**QUOTED TEXT:**
-- begin --
These provisions, summarized below, are expected to discourage coercive takeover practices and inadequate takeover bids. These provisions are also designed to encourage persons seeking to acquire control of us to first negotiate with our board of directors. We believe that the benefits of increased protection of our potential ability to negotiate with the proponent of a non-friendly or unsolicited proposal to acquire or restructure us outweigh the disadvantages of discouraging these proposals because negotiation of these proposals could result in an improvement of their terms.
Preferred Stock
Our amended and restated certificate of incorporation contains provisions that permit our board of directors to issue, without any further vote or action by the stockholders, shares of preferred stock in one or more series and, with respect to each such series, to fix the number of shares constituting the series and the designation of the series, the voting rights (if any) of the shares of the series and the powers, preferences or relative, participation, optional and other special rights, if any, and any qualifications, limitations or restrictions, of the shares of such series.
Classified Board
Our amended and restated certificate of incorporation provides that our board of directors is divided into three classes, designated Class I, Class II and Class III. Each class will be an equal number of directors, as nearly as possible, consisting of one third of the total number of directors constituting the entire board of directors. The term of initial Class I directors terminated on the date of our 2021 annual meeting, the term of initial Class II directors terminated on the date of our 2022 annual meeting, and the term of the initial Class III directors shall terminate on the date of our 2023 annual meeting. At each annual meeting of stockholders, successors to the class of directors whose term expires at that annual meeting will be elected for a three-year term.
Removal of Directors
Our amended and restated certificate of incorporation provides that stockholders may only remove a director for cause by a vote of no less than a majority of the total voting power of all outstanding securities generally entitled to vote in the election of directors, voting together as a single class.
Director Vacancies
Our amended and restated certificate of incorporation authorizes only our board of directors to fill vacant directorships.
No Cumulative Voting
Our amended and restated certificate of incorporation provides that stockholders do not have the right to cumulate votes in the election of directors.
Special Meetings of Stockholders
Our amended and restated certificate of incorporation and amended and restated bylaws provides that, except as otherwise required by law, special meetings of the stockholders may be called only by our board of directors.
-- end --
**DIRECTIVE A:** List every section heading in the passage on takeover provisions.
**DIRECTIVE B:** Please convert the entries from the line that contains "Highlight tree in the image above." through the end of the entries into a numbered list, leaving out blank lines.
The text and the entries come from separate, unrelated sources.

Entries from a dataset
-- begin --
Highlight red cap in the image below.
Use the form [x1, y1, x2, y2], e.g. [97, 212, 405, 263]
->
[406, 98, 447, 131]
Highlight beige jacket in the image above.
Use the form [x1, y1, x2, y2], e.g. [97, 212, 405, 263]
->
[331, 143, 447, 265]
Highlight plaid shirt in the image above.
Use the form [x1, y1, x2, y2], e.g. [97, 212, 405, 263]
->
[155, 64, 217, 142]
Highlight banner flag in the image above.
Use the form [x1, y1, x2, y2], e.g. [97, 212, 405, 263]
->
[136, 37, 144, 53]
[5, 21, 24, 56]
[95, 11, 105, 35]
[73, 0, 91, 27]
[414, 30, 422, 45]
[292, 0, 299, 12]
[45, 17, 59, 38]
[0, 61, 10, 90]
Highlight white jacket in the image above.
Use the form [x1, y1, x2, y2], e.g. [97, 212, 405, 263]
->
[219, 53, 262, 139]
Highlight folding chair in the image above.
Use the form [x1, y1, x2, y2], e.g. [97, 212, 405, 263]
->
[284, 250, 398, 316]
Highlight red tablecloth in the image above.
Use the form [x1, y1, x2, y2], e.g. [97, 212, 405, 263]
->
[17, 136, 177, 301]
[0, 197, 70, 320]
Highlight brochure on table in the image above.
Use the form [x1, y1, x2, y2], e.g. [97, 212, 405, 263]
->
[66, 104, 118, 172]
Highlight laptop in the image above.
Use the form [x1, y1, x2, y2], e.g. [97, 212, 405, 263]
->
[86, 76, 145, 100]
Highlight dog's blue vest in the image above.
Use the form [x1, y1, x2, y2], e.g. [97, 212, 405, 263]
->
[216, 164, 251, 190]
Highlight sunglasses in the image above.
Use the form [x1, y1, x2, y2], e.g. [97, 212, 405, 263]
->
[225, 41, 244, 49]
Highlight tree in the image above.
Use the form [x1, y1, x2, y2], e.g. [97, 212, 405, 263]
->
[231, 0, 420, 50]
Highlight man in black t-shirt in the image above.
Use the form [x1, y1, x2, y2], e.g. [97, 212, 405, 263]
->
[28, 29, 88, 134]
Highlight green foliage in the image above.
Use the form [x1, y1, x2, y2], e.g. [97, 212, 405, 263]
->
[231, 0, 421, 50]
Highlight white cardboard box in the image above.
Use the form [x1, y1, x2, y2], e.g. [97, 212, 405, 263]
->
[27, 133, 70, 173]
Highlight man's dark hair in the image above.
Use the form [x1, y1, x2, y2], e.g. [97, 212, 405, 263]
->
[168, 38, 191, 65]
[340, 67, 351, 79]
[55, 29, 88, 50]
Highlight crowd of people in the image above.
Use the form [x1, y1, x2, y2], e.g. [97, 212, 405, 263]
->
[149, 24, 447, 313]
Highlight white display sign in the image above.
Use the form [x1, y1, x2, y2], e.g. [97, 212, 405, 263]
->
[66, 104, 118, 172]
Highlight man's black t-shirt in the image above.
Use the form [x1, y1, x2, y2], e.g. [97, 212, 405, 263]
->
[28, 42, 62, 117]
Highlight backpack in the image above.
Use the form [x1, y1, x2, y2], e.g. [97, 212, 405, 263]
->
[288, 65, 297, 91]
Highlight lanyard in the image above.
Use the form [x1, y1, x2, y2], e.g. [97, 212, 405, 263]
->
-- end --
**RESPONSE A:**
Preferred Stock
Classified Board
Removal of Directors
Director Vacancies
No Cumulative Voting
Special Meetings of Stockholders

**RESPONSE B:**
1. Highlight tree in the image above.
2. Use the form [x1, y1, x2, y2], e.g. [97, 212, 405, 263]
3. ->
4. [231, 0, 420, 50]
5. Highlight man in black t-shirt in the image above.
6. Use the form [x1, y1, x2, y2], e.g. [97, 212, 405, 263]
7. ->
8. [28, 29, 88, 134]
9. Highlight green foliage in the image above.
10. Use the form [x1, y1, x2, y2], e.g. [97, 212, 405, 263]
11. ->
12. [231, 0, 421, 50]
13. Highlight white cardboard box in the image above.
14. Use the form [x1, y1, x2, y2], e.g. [97, 212, 405, 263]
15. ->
16. [27, 133, 70, 173]
17. Highlight man's dark hair in the image above.
18. Use the form [x1, y1, x2, y2], e.g. [97, 212, 405, 263]
19. ->
20. [168, 38, 191, 65]
21. [340, 67, 351, 79]
22. [55, 29, 88, 50]
23. Highlight crowd of people in the image above.
24. Use the form [x1, y1, x2, y2], e.g. [97, 212, 405, 263]
25. ->
26. [149, 24, 447, 313]
27. Highlight white display sign in the image above.
28. Use the form [x1, y1, x2, y2], e.g. [97, 212, 405, 263]
29. ->
30. [66, 104, 118, 172]
31. Highlight man's black t-shirt in the image above.
32. Use the form [x1, y1, x2, y2], e.g. [97, 212, 405, 263]
33. ->
34. [28, 42, 62, 117]
35. Highlight backpack in the image above.
36. Use the form [x1, y1, x2, y2], e.g. [97, 212, 405, 263]
37. ->
38. [288, 65, 297, 91]
39. Highlight lanyard in the image above.
40. Use the form [x1, y1, x2, y2], e.g. [97, 212, 405, 263]
41. ->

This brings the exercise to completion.